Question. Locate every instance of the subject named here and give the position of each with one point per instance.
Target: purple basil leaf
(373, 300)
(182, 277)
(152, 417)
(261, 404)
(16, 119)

## What you should do:
Copy every one of the items above word for word, with no changes.

## Result below:
Question. Locate every instance of the subject named here and give the position of each with one point per instance.
Target: purple basil leaf
(373, 300)
(182, 277)
(152, 417)
(261, 404)
(16, 119)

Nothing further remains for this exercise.